What you are asked to do: Count the lines of the data that have the word "litter", then report the number without anything else.

BEGIN Recorded information

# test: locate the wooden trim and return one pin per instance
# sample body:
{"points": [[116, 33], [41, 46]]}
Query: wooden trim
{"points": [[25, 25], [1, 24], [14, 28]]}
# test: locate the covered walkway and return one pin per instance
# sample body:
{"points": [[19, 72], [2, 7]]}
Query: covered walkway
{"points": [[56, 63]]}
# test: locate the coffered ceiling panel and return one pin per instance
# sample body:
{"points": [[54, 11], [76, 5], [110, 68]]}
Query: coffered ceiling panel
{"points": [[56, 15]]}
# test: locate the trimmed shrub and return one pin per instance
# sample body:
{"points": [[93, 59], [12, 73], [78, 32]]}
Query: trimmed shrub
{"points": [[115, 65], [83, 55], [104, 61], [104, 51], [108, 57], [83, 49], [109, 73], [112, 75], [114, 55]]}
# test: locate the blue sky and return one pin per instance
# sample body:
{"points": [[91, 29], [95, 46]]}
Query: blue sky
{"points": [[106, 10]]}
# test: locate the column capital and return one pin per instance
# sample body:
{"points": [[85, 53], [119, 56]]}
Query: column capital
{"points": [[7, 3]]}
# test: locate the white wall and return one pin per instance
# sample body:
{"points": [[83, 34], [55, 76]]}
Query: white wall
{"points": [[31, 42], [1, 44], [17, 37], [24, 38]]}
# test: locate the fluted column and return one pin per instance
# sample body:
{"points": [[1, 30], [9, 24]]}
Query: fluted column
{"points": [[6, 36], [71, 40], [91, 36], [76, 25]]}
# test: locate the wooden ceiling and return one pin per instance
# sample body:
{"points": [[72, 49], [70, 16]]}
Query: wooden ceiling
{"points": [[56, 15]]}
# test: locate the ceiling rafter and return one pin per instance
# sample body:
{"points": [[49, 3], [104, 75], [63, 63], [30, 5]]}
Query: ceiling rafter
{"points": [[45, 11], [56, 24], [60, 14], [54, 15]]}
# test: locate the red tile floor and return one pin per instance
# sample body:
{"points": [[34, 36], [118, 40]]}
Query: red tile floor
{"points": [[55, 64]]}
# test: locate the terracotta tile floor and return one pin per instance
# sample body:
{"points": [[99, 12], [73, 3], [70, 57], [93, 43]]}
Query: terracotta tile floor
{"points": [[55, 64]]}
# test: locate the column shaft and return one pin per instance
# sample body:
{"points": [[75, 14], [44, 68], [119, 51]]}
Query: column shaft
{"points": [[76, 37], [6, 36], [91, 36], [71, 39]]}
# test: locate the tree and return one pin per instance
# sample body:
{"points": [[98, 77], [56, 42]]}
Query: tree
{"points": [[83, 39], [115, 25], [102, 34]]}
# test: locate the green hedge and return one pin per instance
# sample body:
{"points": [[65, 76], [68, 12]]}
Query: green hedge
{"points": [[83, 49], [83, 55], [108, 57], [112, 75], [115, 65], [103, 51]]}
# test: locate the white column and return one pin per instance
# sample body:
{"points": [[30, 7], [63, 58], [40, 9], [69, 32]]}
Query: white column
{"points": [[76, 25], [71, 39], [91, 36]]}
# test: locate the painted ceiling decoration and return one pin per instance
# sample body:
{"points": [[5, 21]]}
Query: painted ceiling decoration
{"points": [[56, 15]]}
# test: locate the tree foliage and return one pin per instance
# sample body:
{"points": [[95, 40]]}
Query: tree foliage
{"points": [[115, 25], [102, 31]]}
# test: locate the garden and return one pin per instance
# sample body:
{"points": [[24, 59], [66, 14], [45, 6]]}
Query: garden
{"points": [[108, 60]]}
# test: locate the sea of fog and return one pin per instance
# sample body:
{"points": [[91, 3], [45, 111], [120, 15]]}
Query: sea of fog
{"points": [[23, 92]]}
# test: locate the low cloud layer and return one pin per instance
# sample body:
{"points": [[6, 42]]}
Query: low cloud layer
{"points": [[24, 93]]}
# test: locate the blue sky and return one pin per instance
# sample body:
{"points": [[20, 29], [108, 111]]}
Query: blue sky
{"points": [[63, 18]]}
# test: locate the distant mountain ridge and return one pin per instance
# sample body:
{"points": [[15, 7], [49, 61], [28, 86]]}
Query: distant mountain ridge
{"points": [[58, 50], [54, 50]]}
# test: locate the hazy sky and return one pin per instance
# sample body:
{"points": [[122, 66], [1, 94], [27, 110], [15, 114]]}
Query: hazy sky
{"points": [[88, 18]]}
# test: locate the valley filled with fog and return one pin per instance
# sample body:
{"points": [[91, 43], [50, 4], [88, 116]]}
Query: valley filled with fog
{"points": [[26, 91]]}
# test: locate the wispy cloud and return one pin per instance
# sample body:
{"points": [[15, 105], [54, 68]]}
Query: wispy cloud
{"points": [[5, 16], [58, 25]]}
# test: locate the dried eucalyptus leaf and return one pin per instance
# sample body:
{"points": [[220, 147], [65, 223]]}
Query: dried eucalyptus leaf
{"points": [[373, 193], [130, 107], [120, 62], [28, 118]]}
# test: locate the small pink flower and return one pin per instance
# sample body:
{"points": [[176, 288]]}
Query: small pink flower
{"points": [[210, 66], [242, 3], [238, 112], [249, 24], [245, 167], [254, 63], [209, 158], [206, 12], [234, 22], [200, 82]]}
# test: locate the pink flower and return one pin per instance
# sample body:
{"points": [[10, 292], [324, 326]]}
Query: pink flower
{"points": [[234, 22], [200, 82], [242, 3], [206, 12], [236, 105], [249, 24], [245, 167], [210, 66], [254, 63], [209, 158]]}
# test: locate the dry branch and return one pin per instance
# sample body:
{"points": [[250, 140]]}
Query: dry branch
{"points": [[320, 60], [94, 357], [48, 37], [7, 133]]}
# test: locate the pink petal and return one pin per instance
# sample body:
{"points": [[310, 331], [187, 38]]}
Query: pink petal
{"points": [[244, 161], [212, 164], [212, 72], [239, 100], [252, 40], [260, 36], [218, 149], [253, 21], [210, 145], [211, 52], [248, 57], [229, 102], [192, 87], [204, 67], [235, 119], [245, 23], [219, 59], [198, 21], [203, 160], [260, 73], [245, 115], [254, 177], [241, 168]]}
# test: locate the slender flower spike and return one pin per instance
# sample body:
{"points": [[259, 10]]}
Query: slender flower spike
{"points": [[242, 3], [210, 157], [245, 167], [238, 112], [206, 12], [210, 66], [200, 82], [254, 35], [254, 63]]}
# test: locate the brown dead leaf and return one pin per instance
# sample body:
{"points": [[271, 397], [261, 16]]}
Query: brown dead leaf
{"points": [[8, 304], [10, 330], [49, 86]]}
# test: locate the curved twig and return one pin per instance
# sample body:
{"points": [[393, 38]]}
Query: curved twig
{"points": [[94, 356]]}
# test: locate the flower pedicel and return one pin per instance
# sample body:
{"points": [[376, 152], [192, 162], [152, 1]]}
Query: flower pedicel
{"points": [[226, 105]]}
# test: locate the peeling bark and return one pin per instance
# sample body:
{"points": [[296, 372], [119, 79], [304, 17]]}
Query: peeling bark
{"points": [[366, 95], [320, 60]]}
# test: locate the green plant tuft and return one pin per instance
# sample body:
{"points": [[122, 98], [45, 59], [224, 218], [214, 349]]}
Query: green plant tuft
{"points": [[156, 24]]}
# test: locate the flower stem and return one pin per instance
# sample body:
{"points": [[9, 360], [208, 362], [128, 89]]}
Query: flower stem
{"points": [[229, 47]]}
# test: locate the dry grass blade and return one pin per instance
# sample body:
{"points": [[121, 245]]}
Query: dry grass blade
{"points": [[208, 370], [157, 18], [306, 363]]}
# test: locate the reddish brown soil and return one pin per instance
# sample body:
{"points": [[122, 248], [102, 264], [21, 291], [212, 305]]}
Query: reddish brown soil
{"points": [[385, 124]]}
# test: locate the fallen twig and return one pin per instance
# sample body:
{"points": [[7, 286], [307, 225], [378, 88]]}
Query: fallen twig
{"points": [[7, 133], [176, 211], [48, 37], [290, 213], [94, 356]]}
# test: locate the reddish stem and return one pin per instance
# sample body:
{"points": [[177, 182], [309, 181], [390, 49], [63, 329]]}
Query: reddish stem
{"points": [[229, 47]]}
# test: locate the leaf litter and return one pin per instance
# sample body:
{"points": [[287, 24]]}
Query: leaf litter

END Recorded information

Exercise answer: 2